[Problem to solve]
The expected answer is a copy of every line in the listing that has the word "grass".

[Data records]
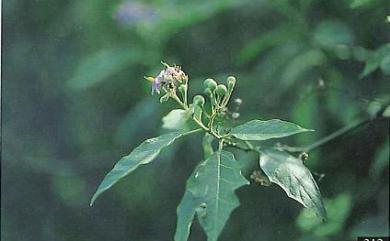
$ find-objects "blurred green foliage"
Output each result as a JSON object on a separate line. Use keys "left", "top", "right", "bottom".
{"left": 2, "top": 0, "right": 389, "bottom": 240}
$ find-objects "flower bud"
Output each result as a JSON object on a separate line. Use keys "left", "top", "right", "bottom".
{"left": 232, "top": 112, "right": 240, "bottom": 119}
{"left": 203, "top": 88, "right": 212, "bottom": 96}
{"left": 234, "top": 98, "right": 242, "bottom": 105}
{"left": 203, "top": 78, "right": 217, "bottom": 90}
{"left": 227, "top": 76, "right": 236, "bottom": 91}
{"left": 193, "top": 95, "right": 205, "bottom": 106}
{"left": 215, "top": 84, "right": 227, "bottom": 96}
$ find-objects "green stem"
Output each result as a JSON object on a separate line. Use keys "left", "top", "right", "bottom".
{"left": 281, "top": 103, "right": 389, "bottom": 153}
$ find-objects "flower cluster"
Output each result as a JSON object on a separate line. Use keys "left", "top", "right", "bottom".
{"left": 145, "top": 62, "right": 188, "bottom": 95}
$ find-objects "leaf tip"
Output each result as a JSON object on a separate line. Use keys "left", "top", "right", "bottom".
{"left": 90, "top": 193, "right": 99, "bottom": 207}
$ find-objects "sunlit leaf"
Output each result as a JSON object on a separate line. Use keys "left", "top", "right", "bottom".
{"left": 231, "top": 119, "right": 313, "bottom": 141}
{"left": 90, "top": 129, "right": 200, "bottom": 205}
{"left": 162, "top": 109, "right": 192, "bottom": 130}
{"left": 260, "top": 149, "right": 327, "bottom": 220}
{"left": 175, "top": 150, "right": 249, "bottom": 241}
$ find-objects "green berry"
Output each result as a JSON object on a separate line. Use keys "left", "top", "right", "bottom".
{"left": 215, "top": 84, "right": 227, "bottom": 96}
{"left": 193, "top": 95, "right": 205, "bottom": 106}
{"left": 203, "top": 78, "right": 217, "bottom": 90}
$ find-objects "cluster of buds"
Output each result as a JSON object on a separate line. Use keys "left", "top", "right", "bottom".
{"left": 203, "top": 76, "right": 236, "bottom": 108}
{"left": 145, "top": 62, "right": 241, "bottom": 138}
{"left": 145, "top": 62, "right": 188, "bottom": 95}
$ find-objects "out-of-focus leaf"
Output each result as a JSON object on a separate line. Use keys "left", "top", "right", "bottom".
{"left": 348, "top": 215, "right": 389, "bottom": 238}
{"left": 298, "top": 235, "right": 330, "bottom": 241}
{"left": 231, "top": 119, "right": 313, "bottom": 141}
{"left": 350, "top": 0, "right": 377, "bottom": 8}
{"left": 382, "top": 105, "right": 390, "bottom": 117}
{"left": 162, "top": 109, "right": 192, "bottom": 130}
{"left": 175, "top": 150, "right": 248, "bottom": 241}
{"left": 313, "top": 20, "right": 353, "bottom": 48}
{"left": 236, "top": 27, "right": 292, "bottom": 65}
{"left": 138, "top": 0, "right": 243, "bottom": 44}
{"left": 281, "top": 49, "right": 326, "bottom": 85}
{"left": 325, "top": 72, "right": 360, "bottom": 125}
{"left": 51, "top": 175, "right": 88, "bottom": 207}
{"left": 380, "top": 54, "right": 390, "bottom": 75}
{"left": 202, "top": 133, "right": 214, "bottom": 159}
{"left": 369, "top": 138, "right": 389, "bottom": 178}
{"left": 260, "top": 149, "right": 327, "bottom": 220}
{"left": 90, "top": 129, "right": 200, "bottom": 206}
{"left": 68, "top": 48, "right": 142, "bottom": 89}
{"left": 360, "top": 43, "right": 390, "bottom": 78}
{"left": 297, "top": 193, "right": 352, "bottom": 236}
{"left": 114, "top": 98, "right": 161, "bottom": 145}
{"left": 293, "top": 92, "right": 321, "bottom": 145}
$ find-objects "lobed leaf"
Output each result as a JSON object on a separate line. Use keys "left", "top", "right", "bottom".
{"left": 231, "top": 119, "right": 313, "bottom": 141}
{"left": 175, "top": 170, "right": 204, "bottom": 241}
{"left": 175, "top": 150, "right": 249, "bottom": 241}
{"left": 90, "top": 129, "right": 200, "bottom": 206}
{"left": 259, "top": 149, "right": 327, "bottom": 220}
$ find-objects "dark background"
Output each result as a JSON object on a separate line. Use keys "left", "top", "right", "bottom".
{"left": 2, "top": 0, "right": 389, "bottom": 240}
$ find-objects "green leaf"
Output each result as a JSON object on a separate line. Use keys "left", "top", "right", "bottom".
{"left": 231, "top": 119, "right": 313, "bottom": 141}
{"left": 369, "top": 138, "right": 389, "bottom": 179}
{"left": 162, "top": 109, "right": 192, "bottom": 130}
{"left": 360, "top": 43, "right": 390, "bottom": 78}
{"left": 235, "top": 27, "right": 291, "bottom": 65}
{"left": 68, "top": 48, "right": 142, "bottom": 89}
{"left": 280, "top": 49, "right": 326, "bottom": 85}
{"left": 174, "top": 151, "right": 249, "bottom": 241}
{"left": 313, "top": 20, "right": 353, "bottom": 48}
{"left": 382, "top": 105, "right": 390, "bottom": 117}
{"left": 175, "top": 170, "right": 204, "bottom": 241}
{"left": 90, "top": 129, "right": 200, "bottom": 206}
{"left": 259, "top": 149, "right": 327, "bottom": 220}
{"left": 114, "top": 99, "right": 161, "bottom": 145}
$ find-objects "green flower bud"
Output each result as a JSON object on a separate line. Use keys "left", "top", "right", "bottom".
{"left": 227, "top": 76, "right": 236, "bottom": 91}
{"left": 215, "top": 84, "right": 227, "bottom": 96}
{"left": 193, "top": 95, "right": 205, "bottom": 106}
{"left": 203, "top": 78, "right": 217, "bottom": 90}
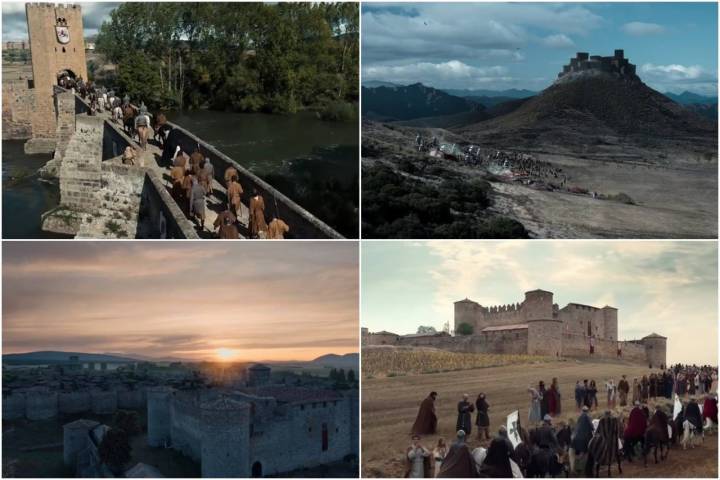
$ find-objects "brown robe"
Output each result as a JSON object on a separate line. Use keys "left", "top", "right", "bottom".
{"left": 411, "top": 396, "right": 437, "bottom": 435}
{"left": 227, "top": 182, "right": 244, "bottom": 214}
{"left": 214, "top": 211, "right": 239, "bottom": 239}
{"left": 190, "top": 151, "right": 203, "bottom": 175}
{"left": 170, "top": 166, "right": 186, "bottom": 201}
{"left": 249, "top": 195, "right": 267, "bottom": 237}
{"left": 198, "top": 168, "right": 213, "bottom": 194}
{"left": 438, "top": 442, "right": 476, "bottom": 478}
{"left": 267, "top": 218, "right": 289, "bottom": 239}
{"left": 224, "top": 166, "right": 239, "bottom": 186}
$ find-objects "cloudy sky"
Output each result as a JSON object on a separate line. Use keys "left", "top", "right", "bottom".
{"left": 3, "top": 242, "right": 358, "bottom": 362}
{"left": 363, "top": 241, "right": 717, "bottom": 365}
{"left": 2, "top": 2, "right": 119, "bottom": 41}
{"left": 362, "top": 2, "right": 718, "bottom": 95}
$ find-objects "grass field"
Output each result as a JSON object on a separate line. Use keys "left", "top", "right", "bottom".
{"left": 362, "top": 358, "right": 718, "bottom": 478}
{"left": 362, "top": 347, "right": 551, "bottom": 378}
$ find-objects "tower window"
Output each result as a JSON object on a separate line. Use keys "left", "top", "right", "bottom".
{"left": 321, "top": 423, "right": 328, "bottom": 451}
{"left": 62, "top": 47, "right": 66, "bottom": 53}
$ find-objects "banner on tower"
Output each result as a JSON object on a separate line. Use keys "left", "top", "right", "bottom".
{"left": 56, "top": 26, "right": 70, "bottom": 44}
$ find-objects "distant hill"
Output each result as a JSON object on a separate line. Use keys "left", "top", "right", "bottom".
{"left": 362, "top": 83, "right": 484, "bottom": 121}
{"left": 311, "top": 353, "right": 359, "bottom": 370}
{"left": 3, "top": 351, "right": 141, "bottom": 365}
{"left": 362, "top": 80, "right": 399, "bottom": 88}
{"left": 664, "top": 91, "right": 717, "bottom": 106}
{"left": 442, "top": 88, "right": 538, "bottom": 99}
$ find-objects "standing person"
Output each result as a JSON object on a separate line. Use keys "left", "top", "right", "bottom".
{"left": 477, "top": 437, "right": 514, "bottom": 478}
{"left": 224, "top": 165, "right": 239, "bottom": 187}
{"left": 606, "top": 379, "right": 616, "bottom": 409}
{"left": 587, "top": 380, "right": 598, "bottom": 410}
{"left": 412, "top": 392, "right": 438, "bottom": 436}
{"left": 632, "top": 378, "right": 640, "bottom": 405}
{"left": 550, "top": 377, "right": 562, "bottom": 416}
{"left": 574, "top": 381, "right": 585, "bottom": 411}
{"left": 538, "top": 381, "right": 549, "bottom": 418}
{"left": 249, "top": 189, "right": 268, "bottom": 238}
{"left": 641, "top": 375, "right": 650, "bottom": 402}
{"left": 475, "top": 393, "right": 490, "bottom": 441}
{"left": 438, "top": 430, "right": 476, "bottom": 478}
{"left": 406, "top": 435, "right": 431, "bottom": 478}
{"left": 213, "top": 210, "right": 238, "bottom": 239}
{"left": 528, "top": 386, "right": 543, "bottom": 424}
{"left": 267, "top": 217, "right": 290, "bottom": 239}
{"left": 197, "top": 158, "right": 214, "bottom": 195}
{"left": 569, "top": 406, "right": 592, "bottom": 473}
{"left": 226, "top": 175, "right": 244, "bottom": 219}
{"left": 649, "top": 373, "right": 658, "bottom": 401}
{"left": 432, "top": 439, "right": 448, "bottom": 478}
{"left": 618, "top": 375, "right": 630, "bottom": 407}
{"left": 456, "top": 394, "right": 474, "bottom": 436}
{"left": 189, "top": 176, "right": 206, "bottom": 230}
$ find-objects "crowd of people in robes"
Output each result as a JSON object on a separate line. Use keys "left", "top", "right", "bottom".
{"left": 403, "top": 365, "right": 718, "bottom": 478}
{"left": 57, "top": 79, "right": 293, "bottom": 240}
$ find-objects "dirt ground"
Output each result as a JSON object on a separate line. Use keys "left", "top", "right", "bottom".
{"left": 362, "top": 360, "right": 718, "bottom": 477}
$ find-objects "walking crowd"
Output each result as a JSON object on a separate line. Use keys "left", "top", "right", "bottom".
{"left": 57, "top": 77, "right": 292, "bottom": 240}
{"left": 404, "top": 364, "right": 718, "bottom": 478}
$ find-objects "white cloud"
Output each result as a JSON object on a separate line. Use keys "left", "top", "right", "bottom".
{"left": 542, "top": 34, "right": 575, "bottom": 48}
{"left": 641, "top": 63, "right": 707, "bottom": 81}
{"left": 622, "top": 21, "right": 666, "bottom": 36}
{"left": 363, "top": 60, "right": 512, "bottom": 89}
{"left": 640, "top": 63, "right": 717, "bottom": 95}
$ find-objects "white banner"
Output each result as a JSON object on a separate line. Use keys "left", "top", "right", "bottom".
{"left": 673, "top": 394, "right": 682, "bottom": 420}
{"left": 506, "top": 410, "right": 521, "bottom": 448}
{"left": 56, "top": 26, "right": 70, "bottom": 44}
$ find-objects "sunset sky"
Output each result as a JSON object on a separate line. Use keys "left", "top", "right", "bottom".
{"left": 363, "top": 241, "right": 718, "bottom": 365}
{"left": 3, "top": 242, "right": 358, "bottom": 362}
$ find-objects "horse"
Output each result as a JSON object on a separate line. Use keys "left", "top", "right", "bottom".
{"left": 112, "top": 105, "right": 124, "bottom": 125}
{"left": 134, "top": 113, "right": 151, "bottom": 151}
{"left": 643, "top": 415, "right": 671, "bottom": 466}
{"left": 680, "top": 419, "right": 702, "bottom": 450}
{"left": 123, "top": 105, "right": 136, "bottom": 137}
{"left": 585, "top": 416, "right": 622, "bottom": 478}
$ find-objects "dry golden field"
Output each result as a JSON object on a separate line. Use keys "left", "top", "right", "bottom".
{"left": 362, "top": 356, "right": 718, "bottom": 478}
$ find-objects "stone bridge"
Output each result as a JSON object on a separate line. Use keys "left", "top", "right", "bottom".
{"left": 40, "top": 88, "right": 343, "bottom": 239}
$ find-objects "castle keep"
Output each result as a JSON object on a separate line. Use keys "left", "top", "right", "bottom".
{"left": 557, "top": 50, "right": 637, "bottom": 80}
{"left": 364, "top": 289, "right": 666, "bottom": 367}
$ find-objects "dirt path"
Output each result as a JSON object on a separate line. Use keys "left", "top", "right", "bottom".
{"left": 362, "top": 360, "right": 718, "bottom": 477}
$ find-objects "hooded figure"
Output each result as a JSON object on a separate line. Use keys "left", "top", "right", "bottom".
{"left": 477, "top": 438, "right": 513, "bottom": 478}
{"left": 411, "top": 392, "right": 438, "bottom": 435}
{"left": 703, "top": 395, "right": 718, "bottom": 425}
{"left": 684, "top": 398, "right": 703, "bottom": 432}
{"left": 456, "top": 394, "right": 475, "bottom": 436}
{"left": 571, "top": 407, "right": 593, "bottom": 454}
{"left": 438, "top": 431, "right": 477, "bottom": 478}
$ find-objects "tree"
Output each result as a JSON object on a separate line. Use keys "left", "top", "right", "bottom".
{"left": 98, "top": 429, "right": 131, "bottom": 474}
{"left": 456, "top": 322, "right": 474, "bottom": 336}
{"left": 417, "top": 326, "right": 437, "bottom": 334}
{"left": 113, "top": 410, "right": 141, "bottom": 437}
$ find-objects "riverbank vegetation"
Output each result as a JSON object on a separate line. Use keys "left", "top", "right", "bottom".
{"left": 95, "top": 2, "right": 358, "bottom": 118}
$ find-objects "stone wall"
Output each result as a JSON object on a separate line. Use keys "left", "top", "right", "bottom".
{"left": 249, "top": 398, "right": 353, "bottom": 476}
{"left": 170, "top": 391, "right": 202, "bottom": 462}
{"left": 2, "top": 78, "right": 34, "bottom": 139}
{"left": 90, "top": 390, "right": 117, "bottom": 415}
{"left": 58, "top": 115, "right": 103, "bottom": 211}
{"left": 53, "top": 89, "right": 76, "bottom": 160}
{"left": 2, "top": 392, "right": 27, "bottom": 419}
{"left": 58, "top": 391, "right": 91, "bottom": 414}
{"left": 559, "top": 304, "right": 607, "bottom": 338}
{"left": 161, "top": 125, "right": 343, "bottom": 239}
{"left": 117, "top": 389, "right": 145, "bottom": 410}
{"left": 25, "top": 391, "right": 59, "bottom": 420}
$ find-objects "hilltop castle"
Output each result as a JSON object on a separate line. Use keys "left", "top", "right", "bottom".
{"left": 557, "top": 50, "right": 637, "bottom": 80}
{"left": 363, "top": 289, "right": 667, "bottom": 367}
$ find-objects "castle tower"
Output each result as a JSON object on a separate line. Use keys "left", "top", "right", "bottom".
{"left": 454, "top": 298, "right": 482, "bottom": 334}
{"left": 63, "top": 419, "right": 99, "bottom": 466}
{"left": 146, "top": 386, "right": 173, "bottom": 447}
{"left": 524, "top": 290, "right": 563, "bottom": 357}
{"left": 25, "top": 3, "right": 88, "bottom": 152}
{"left": 642, "top": 333, "right": 667, "bottom": 368}
{"left": 247, "top": 363, "right": 272, "bottom": 387}
{"left": 200, "top": 397, "right": 251, "bottom": 477}
{"left": 602, "top": 306, "right": 618, "bottom": 341}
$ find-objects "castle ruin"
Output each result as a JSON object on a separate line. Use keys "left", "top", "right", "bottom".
{"left": 557, "top": 50, "right": 637, "bottom": 81}
{"left": 364, "top": 289, "right": 667, "bottom": 367}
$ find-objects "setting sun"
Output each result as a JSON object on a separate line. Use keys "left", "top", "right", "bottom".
{"left": 216, "top": 348, "right": 238, "bottom": 362}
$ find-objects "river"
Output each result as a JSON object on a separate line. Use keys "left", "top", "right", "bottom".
{"left": 2, "top": 110, "right": 358, "bottom": 238}
{"left": 165, "top": 109, "right": 359, "bottom": 238}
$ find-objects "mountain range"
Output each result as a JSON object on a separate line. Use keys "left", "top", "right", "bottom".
{"left": 3, "top": 351, "right": 359, "bottom": 369}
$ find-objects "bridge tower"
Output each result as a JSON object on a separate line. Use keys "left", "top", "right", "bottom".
{"left": 24, "top": 3, "right": 88, "bottom": 152}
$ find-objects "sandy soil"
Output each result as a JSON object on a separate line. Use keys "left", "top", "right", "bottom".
{"left": 362, "top": 359, "right": 718, "bottom": 477}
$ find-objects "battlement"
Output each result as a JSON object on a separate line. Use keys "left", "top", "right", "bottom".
{"left": 558, "top": 50, "right": 637, "bottom": 80}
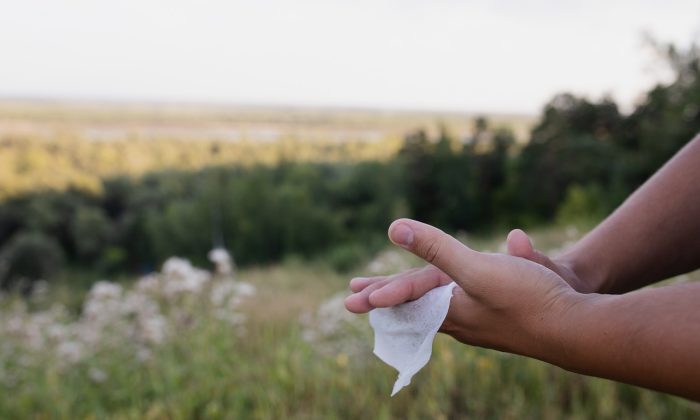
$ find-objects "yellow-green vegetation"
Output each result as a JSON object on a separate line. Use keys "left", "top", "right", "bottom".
{"left": 1, "top": 226, "right": 697, "bottom": 419}
{"left": 0, "top": 100, "right": 533, "bottom": 199}
{"left": 0, "top": 133, "right": 405, "bottom": 199}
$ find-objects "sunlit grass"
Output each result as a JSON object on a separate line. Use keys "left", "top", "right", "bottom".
{"left": 1, "top": 225, "right": 698, "bottom": 419}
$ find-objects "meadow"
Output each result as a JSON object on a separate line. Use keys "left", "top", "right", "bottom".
{"left": 2, "top": 51, "right": 699, "bottom": 417}
{"left": 1, "top": 225, "right": 698, "bottom": 419}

[Answer section]
$ find-objects "grass field"
$ find-objects "sunlit grass"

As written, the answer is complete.